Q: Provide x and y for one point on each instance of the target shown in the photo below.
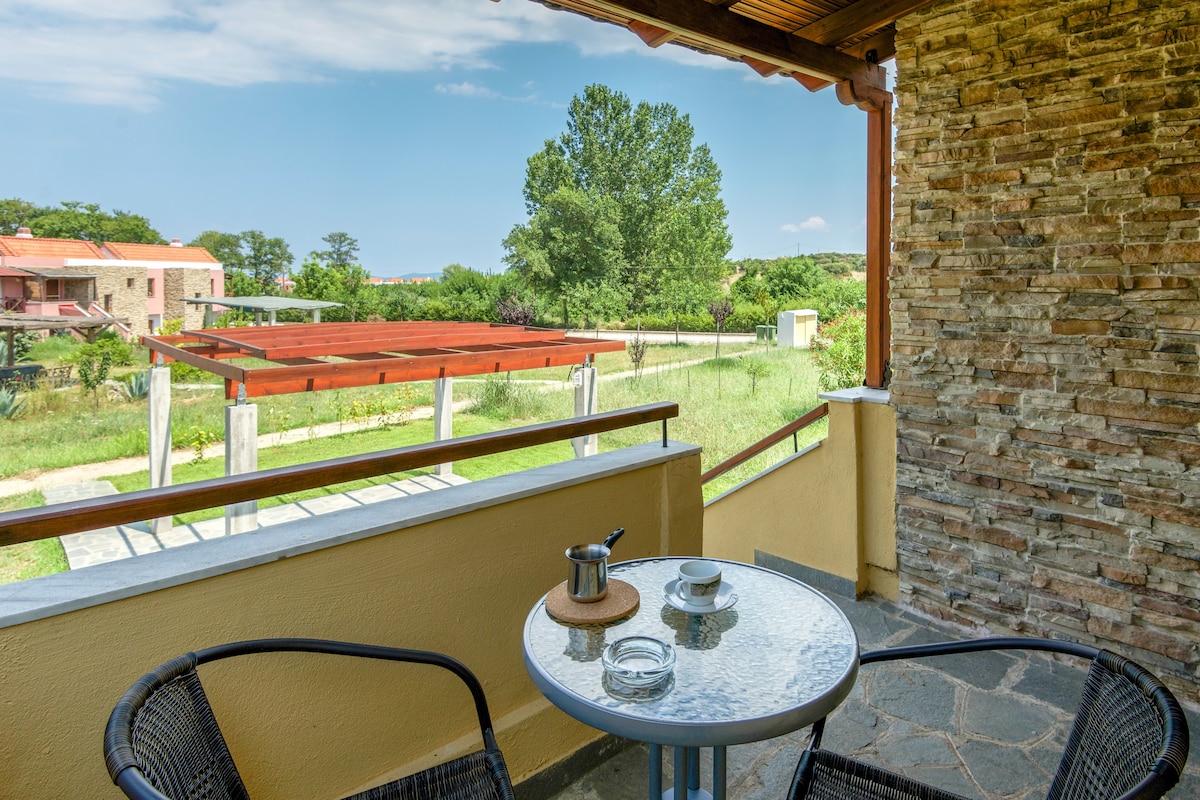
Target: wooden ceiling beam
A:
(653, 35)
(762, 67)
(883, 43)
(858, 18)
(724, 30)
#####
Reproduce every record above line for line, leaving out the pictures.

**IN RESPONSE**:
Q: Provide x and y for one point on each instance of the target shown in the photo below.
Target: wooden ceiling beam
A:
(653, 35)
(762, 67)
(883, 43)
(858, 18)
(724, 30)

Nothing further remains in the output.